(CONSIGNE 1): Extrayez tel quel, du texte sur l'Engagement du Cap, le passage commençant par « Quels sont les » et se poursuivant jusqu'à « vivante et réelle. ».

(EXTRAIT DU DOCUMENT):

★ ★ ★ ★ ★

Introduction et contexte
L’Engagement du Cap (2010), issue par le Mouvement de Lausanne, contient une déclaration forte en faveur des enfants. Nous prenons l’engagement de :
- Prendre les enfants au sérieux,par une recherche biblique et théologique nouvelle qui reflète l’amour et le dessein de Dieu à leur égard et par leur intermédiaire, et en redécouvrant la signification profonde, pour la théologie et la mission, de l’action provocatrice de Jésus qui « prit un petit enfant par la main [et] le plaça au milieu d’eux » ;
- Chercher à répondre aux besoins des enfants du monde entier en formant les adultes et en leur fournissant des ressources, en travaillant, chaque fois que cela est possible, avec la famille et la communauté qui entoure ces enfants, dans la conviction qu’un ministère holistique pour et par la nouvelle génération d’enfants et de jeunes est un élément vital de la mission mondiale ;
- Exposer toute maltraitance à l’égard des enfants, s’y opposer et agir, que cette maltraitance soit faite de violence, d’exploitation, d’esclavage, de trafic, de prostitution, de discrimination sexuelle ou ethnique, de ciblage commercial et de négligence délibérée.
C’est en réponse à cet engagement que le Réseau thématique Les enfants en danger1 a été créé et s’est attelé à la mise en œuvre des directives ci-dessus, en donnant aux organisations ecclésiastiques et para-ecclésiastiques les moyens d’apporter la totalité de l’Évangile aux enfants en danger, de plaider en leur faveur et de les inviter à participer de manière significative à la mission. Les contributions collaboratives du réseau thématique sont louables et reflètent son engagement à l’égard des enfants en tant qu’agents vulnérables de la mission de Dieu. Malgré 14 ans d’efforts (depuis Le Cap), l’Église dans son ensemble et le Mouvement de Lausanne n’ont pas encore réussi à intégrer pleinement les enfants dans l’Église et dans la mission.
Quels sont les progrès réalisés au cours des 14 dernières années ?
Le rapport État du Mandat missionnaire ouvre une fenêtre sur l’influence que notre groupe de discussion a eue sur la communauté du Mouvement de Lausanne au sens large et sur l’Église évangélique mondiale. Nous sommes reconnaissants et nous nous réjouissons de la manière dont le rapport Écoutes mondiale relève l’intérêt généralisé pour les jeunes générations. L’analyse indique que les termes suivants sont fréquemment et systématiquement mentionnés dans les contributions mondiales : jeunesse, les jeunes, la jeune génération, GenZ, etc. « Écouter la jeune génération » est apparu comme un thème important. Le rapport fait aussi de fréquentes références au terme « implication », ce qui reflète la reconnaissance de la nécessité que cette interaction soit vivante et réelle.

★ ★ ★ ★ ★

(ENREGISTREMENTS FOURNIS):
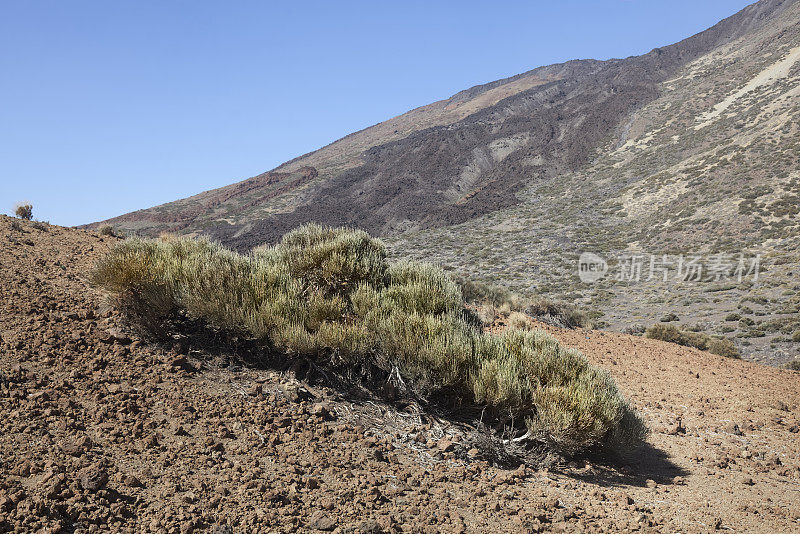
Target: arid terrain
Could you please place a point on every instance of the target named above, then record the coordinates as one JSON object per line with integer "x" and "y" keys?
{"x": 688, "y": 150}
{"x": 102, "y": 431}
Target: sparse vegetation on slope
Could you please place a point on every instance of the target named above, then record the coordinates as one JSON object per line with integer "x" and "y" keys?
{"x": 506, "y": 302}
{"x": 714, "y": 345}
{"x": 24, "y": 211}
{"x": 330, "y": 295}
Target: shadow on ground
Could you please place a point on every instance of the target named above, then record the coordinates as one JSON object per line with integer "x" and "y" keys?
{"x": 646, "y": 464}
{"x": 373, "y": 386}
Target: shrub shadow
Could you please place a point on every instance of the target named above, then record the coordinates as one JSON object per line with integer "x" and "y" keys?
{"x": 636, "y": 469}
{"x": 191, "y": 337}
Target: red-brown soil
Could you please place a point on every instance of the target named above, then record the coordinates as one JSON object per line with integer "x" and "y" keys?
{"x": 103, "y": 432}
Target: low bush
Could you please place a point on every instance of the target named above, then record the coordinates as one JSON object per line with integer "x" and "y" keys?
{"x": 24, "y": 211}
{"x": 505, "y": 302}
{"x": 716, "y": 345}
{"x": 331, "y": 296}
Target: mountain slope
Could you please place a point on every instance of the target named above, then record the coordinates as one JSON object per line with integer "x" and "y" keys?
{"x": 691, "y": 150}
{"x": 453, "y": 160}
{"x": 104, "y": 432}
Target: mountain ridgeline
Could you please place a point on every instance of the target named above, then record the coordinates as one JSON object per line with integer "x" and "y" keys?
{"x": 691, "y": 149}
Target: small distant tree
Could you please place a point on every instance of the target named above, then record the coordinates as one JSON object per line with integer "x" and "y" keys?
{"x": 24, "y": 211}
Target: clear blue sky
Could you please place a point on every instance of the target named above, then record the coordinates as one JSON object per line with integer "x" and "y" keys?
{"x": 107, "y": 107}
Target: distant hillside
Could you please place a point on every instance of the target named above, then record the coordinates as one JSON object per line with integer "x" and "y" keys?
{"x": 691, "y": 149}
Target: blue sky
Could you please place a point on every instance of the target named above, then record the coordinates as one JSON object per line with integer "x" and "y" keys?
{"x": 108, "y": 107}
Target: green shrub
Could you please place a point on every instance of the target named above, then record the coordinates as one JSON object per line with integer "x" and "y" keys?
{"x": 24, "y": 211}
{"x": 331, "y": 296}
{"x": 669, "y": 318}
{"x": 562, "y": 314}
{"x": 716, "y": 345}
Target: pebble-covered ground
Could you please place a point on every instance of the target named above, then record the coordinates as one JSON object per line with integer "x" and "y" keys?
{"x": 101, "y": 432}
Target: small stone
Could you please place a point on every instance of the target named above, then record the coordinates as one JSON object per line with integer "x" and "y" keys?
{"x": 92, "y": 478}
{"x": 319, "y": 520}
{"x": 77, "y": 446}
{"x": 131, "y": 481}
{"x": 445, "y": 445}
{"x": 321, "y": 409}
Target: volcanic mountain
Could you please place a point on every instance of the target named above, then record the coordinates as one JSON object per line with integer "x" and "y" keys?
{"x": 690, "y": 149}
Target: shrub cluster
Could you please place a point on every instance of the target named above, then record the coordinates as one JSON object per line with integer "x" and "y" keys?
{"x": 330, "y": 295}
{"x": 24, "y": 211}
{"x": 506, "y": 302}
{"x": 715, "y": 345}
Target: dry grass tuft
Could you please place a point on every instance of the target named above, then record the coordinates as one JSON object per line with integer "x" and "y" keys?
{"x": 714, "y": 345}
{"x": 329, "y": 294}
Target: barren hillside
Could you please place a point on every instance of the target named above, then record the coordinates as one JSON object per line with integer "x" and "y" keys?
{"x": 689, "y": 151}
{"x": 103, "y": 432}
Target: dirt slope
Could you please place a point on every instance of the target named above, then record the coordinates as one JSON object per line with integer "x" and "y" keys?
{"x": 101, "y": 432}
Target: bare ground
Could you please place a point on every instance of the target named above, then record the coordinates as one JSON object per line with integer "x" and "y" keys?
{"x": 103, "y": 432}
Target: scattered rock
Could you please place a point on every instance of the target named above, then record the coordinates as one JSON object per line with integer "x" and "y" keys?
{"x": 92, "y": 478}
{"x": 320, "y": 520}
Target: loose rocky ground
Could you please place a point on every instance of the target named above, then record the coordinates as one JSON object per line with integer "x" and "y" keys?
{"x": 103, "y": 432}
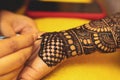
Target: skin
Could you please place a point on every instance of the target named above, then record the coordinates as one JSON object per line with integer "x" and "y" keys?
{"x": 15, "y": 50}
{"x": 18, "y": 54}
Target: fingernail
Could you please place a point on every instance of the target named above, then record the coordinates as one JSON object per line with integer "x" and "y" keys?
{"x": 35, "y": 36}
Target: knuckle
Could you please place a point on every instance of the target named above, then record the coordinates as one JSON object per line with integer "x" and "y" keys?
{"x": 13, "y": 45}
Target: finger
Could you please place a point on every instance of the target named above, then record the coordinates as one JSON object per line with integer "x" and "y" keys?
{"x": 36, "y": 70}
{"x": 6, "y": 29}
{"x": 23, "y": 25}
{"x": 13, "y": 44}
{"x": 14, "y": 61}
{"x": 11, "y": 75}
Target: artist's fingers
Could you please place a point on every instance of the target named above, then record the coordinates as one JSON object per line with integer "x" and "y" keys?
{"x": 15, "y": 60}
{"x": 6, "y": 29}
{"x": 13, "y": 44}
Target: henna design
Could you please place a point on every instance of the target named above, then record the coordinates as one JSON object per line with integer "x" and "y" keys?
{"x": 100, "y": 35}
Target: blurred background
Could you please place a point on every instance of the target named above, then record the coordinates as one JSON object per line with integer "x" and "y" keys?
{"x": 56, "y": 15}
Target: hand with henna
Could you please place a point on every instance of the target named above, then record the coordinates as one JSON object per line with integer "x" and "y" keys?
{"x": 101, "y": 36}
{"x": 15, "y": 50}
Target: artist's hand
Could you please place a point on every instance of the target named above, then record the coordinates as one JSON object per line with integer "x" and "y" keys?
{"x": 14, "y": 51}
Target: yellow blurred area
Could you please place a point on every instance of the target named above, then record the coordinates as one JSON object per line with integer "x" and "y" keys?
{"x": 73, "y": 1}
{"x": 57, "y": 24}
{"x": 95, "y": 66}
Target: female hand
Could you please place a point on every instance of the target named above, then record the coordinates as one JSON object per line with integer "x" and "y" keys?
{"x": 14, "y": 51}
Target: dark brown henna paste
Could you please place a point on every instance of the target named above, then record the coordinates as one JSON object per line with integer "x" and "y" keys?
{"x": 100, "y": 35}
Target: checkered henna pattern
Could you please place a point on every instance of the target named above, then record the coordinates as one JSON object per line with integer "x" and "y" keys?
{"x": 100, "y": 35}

★ ★ ★ ★ ★

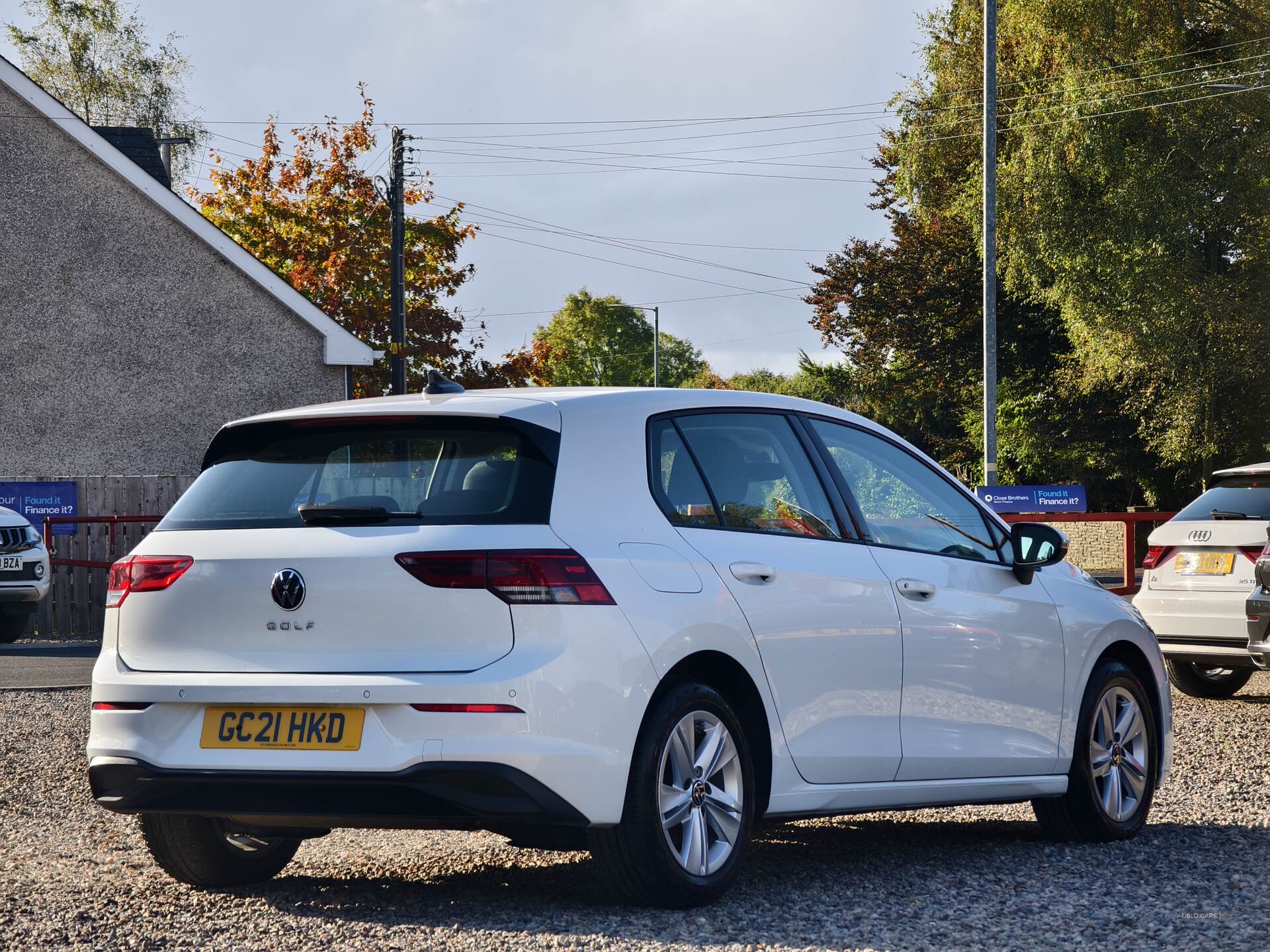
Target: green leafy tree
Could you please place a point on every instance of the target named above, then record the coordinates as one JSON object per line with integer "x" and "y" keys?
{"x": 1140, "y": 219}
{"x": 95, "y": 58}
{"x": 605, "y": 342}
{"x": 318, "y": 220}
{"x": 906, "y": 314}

★ ★ ★ ★ ★

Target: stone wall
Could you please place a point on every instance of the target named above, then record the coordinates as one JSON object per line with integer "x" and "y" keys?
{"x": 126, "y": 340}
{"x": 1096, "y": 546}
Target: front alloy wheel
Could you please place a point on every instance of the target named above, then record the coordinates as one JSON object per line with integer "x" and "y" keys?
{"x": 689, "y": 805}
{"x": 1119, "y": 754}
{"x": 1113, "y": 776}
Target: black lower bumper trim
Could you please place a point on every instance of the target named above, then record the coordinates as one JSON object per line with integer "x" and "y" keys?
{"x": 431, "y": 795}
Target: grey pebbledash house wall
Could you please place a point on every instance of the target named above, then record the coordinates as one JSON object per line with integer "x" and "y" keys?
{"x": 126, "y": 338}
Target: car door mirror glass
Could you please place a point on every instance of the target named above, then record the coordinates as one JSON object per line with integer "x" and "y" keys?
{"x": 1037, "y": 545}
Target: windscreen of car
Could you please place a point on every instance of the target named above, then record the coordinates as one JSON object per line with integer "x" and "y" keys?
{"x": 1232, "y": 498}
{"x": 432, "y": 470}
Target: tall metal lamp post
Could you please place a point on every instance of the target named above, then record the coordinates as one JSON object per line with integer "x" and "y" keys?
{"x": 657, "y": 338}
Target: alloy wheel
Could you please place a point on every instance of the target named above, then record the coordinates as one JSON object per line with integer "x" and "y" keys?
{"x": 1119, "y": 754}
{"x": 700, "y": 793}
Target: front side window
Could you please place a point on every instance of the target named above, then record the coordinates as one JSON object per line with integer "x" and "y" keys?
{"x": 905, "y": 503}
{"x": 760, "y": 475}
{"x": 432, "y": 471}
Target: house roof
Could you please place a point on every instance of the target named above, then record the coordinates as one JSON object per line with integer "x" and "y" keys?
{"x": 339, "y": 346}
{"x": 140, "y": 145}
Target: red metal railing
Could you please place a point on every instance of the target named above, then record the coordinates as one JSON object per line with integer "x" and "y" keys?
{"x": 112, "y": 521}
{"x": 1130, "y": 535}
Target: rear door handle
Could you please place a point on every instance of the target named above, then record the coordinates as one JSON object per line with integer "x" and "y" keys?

★ ★ ★ ★ ★

(CONSIGNE 2): Repérez chaque ligne des enregistrements contenant la chaîne « metal » et recopiez-la. Tenez compte de la casse.

(RÉPONSE COMPLÈTE 1):
Quels sont les progrès réalisés au cours des 14 dernières années ?
Le rapport État du Mandat missionnaire ouvre une fenêtre sur l’influence que notre groupe de discussion a eue sur la communauté du Mouvement de Lausanne au sens large et sur l’Église évangélique mondiale. Nous sommes reconnaissants et nous nous réjouissons de la manière dont le rapport Écoutes mondiale relève l’intérêt généralisé pour les jeunes générations. L’analyse indique que les termes suivants sont fréquemment et systématiquement mentionnés dans les contributions mondiales : jeunesse, les jeunes, la jeune génération, GenZ, etc. « Écouter la jeune génération » est apparu comme un thème important. Le rapport fait aussi de fréquentes références au terme « implication », ce qui reflète la reconnaissance de la nécessité que cette interaction soit vivante et réelle.

(RÉPONSE COMPLÈTE 2):
Target: tall metal lamp post
Target: red metal railing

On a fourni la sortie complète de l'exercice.